START

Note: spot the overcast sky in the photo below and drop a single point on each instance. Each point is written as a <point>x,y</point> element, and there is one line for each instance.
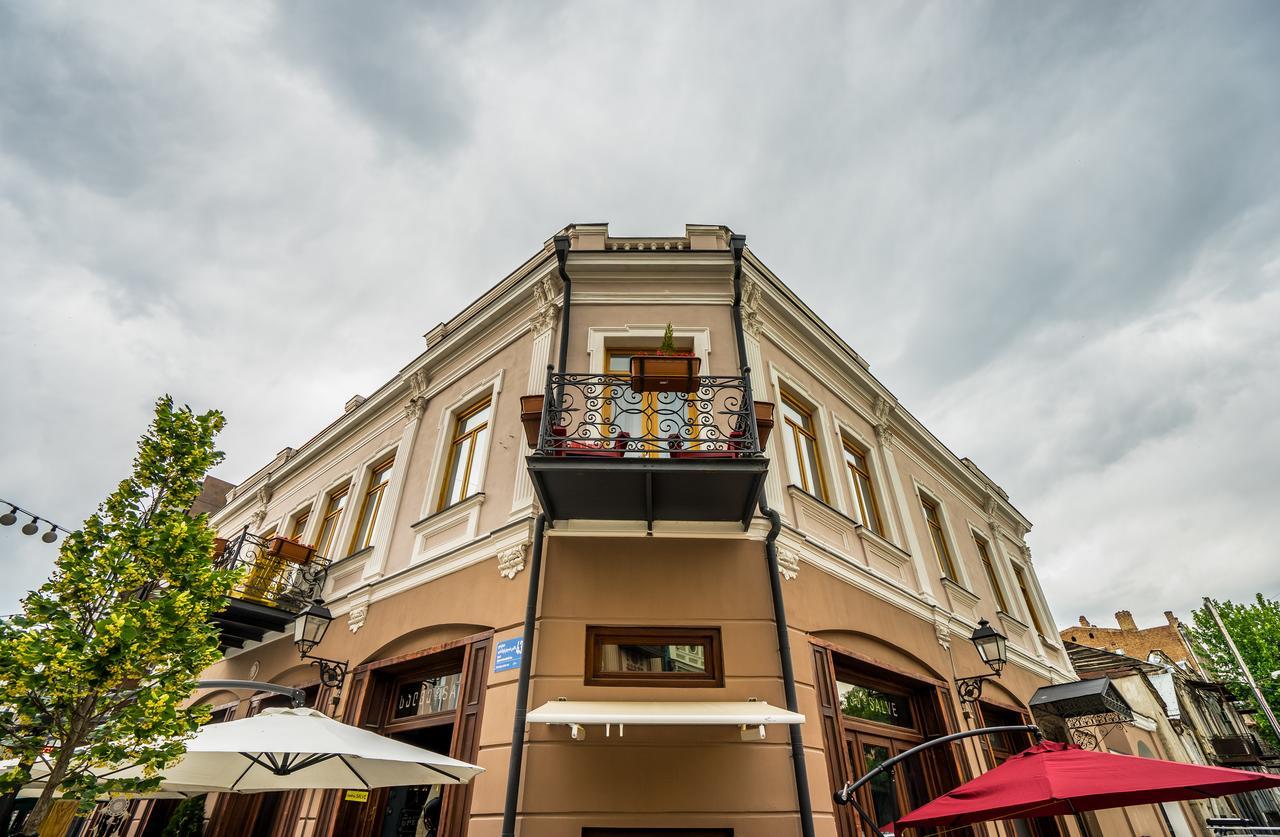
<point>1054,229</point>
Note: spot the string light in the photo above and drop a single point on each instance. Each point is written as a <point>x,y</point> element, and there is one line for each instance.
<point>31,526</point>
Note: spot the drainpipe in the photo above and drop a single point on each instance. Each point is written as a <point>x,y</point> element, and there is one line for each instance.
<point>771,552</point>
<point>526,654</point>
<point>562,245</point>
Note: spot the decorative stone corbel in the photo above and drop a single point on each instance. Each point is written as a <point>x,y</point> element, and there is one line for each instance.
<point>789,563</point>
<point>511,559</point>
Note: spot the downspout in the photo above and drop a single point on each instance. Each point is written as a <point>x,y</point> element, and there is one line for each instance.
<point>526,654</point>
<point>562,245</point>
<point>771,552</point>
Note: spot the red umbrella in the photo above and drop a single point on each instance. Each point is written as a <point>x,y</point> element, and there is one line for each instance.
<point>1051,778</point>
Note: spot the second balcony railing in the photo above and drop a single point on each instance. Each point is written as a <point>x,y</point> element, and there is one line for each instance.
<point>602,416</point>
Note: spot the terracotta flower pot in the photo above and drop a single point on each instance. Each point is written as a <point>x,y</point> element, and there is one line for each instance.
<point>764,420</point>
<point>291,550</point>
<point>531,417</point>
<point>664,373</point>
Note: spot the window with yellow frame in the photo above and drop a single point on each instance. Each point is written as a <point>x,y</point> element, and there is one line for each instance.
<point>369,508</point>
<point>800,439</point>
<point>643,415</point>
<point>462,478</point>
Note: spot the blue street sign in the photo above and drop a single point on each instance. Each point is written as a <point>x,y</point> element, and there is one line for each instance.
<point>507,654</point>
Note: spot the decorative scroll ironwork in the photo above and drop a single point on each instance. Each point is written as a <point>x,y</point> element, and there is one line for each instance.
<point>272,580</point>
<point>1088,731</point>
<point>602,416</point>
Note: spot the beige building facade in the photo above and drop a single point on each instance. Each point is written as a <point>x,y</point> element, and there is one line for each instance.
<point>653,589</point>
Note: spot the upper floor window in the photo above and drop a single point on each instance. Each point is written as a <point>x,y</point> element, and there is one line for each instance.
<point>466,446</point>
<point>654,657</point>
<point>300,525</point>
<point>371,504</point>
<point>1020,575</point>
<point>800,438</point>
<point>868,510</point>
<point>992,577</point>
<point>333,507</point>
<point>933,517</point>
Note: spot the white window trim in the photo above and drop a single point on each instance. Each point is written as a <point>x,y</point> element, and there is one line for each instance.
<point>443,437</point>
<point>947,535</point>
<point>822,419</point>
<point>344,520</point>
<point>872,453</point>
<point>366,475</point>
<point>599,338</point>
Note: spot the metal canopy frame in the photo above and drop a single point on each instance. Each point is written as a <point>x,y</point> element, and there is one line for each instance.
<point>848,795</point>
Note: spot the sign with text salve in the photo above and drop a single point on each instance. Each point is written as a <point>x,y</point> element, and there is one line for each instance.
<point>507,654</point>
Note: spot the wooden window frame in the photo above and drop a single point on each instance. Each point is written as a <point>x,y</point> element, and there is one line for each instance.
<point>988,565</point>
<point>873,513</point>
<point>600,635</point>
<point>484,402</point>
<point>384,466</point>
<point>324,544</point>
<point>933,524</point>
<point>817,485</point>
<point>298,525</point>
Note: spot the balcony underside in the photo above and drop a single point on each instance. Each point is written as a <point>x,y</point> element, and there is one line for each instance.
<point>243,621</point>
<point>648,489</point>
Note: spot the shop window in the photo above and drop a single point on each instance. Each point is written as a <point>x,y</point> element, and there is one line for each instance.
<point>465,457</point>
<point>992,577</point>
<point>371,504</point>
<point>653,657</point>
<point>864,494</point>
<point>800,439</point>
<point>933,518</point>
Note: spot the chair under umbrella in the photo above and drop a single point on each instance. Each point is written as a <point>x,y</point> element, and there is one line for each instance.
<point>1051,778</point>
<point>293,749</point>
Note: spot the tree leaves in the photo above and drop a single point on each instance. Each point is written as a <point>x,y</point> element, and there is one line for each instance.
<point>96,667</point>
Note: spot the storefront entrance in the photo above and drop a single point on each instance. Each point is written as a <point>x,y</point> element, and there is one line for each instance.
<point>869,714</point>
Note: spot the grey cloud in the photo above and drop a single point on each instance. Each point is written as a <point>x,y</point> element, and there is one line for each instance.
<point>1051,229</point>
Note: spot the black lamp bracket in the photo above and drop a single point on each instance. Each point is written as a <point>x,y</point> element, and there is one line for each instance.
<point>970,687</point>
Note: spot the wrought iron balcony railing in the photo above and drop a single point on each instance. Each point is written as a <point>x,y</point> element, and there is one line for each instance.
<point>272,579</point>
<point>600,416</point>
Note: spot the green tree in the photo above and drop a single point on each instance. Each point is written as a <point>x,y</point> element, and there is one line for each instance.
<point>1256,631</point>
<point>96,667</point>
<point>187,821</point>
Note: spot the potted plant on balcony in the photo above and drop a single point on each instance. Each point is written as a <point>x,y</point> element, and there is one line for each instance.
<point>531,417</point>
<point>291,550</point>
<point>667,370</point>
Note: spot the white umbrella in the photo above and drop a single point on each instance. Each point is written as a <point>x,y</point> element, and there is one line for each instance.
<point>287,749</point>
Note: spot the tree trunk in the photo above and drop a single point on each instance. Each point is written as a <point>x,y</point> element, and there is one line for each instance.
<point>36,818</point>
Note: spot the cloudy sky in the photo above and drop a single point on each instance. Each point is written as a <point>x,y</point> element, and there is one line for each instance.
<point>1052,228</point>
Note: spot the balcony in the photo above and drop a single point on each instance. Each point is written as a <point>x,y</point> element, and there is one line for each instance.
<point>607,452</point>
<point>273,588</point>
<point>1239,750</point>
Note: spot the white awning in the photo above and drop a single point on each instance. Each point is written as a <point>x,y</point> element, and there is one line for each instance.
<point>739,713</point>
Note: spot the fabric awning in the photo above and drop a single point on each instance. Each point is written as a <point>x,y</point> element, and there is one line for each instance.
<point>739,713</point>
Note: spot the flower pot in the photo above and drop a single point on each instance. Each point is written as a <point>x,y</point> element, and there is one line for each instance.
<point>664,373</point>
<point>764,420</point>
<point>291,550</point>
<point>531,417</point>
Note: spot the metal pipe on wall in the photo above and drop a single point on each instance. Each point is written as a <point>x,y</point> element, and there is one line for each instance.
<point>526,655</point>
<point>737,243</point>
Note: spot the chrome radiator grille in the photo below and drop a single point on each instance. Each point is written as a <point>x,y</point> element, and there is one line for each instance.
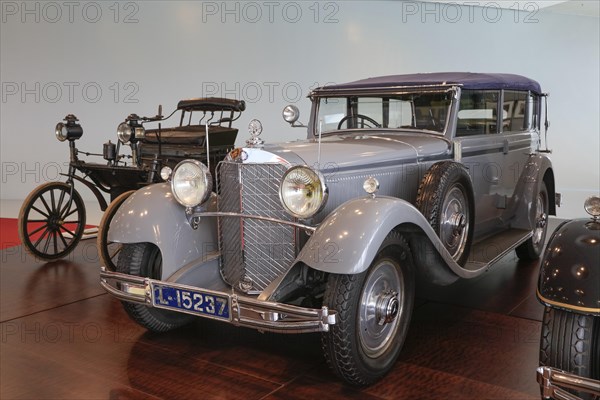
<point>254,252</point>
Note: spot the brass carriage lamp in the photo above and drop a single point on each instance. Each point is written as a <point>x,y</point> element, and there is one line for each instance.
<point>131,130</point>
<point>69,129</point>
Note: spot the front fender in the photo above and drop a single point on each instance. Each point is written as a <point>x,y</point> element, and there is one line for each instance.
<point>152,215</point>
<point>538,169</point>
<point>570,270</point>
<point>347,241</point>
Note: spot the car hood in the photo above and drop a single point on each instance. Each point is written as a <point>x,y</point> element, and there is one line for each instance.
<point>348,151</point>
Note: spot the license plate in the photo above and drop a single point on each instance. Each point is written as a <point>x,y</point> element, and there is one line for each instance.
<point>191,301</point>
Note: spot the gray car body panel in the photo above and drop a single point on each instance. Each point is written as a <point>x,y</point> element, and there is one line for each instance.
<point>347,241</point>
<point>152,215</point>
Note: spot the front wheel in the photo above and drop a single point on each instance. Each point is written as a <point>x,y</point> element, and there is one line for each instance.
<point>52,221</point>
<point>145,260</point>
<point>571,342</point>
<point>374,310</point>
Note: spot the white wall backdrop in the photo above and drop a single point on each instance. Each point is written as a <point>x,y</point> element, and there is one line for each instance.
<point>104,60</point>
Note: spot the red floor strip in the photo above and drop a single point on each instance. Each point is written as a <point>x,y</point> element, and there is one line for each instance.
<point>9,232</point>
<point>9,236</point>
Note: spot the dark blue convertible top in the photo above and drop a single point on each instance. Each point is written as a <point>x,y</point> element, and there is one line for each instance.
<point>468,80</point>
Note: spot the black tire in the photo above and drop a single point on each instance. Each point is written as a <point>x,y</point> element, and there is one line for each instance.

END

EXERCISE PROMPT: Could you edit the lines running from the line with "Note: spot the wrought" to the line with "<point>600,416</point>", putting "cast iron" in place of "wrought iron" and leaving everything else untouched? Return only those lines.

FULL RESPONSE:
Note: spot the cast iron balcony railing in the photo above and drop a single point on each instance. Each point is written as a <point>x,y</point> element, and there is one line for each instance.
<point>272,579</point>
<point>600,416</point>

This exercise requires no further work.